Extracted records
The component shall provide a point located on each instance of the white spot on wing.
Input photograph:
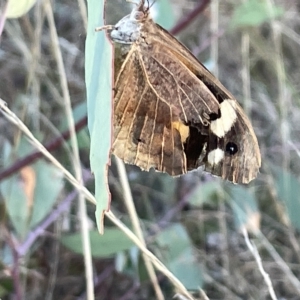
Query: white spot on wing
(228, 116)
(215, 156)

Work instruction ::
Go through the records and repeat each one exactly, skipping anything that is a picture.

Your solution ::
The component shall provide a point located on each instance of the white spot on wing.
Input photograph:
Query: white spot on wing
(228, 116)
(215, 156)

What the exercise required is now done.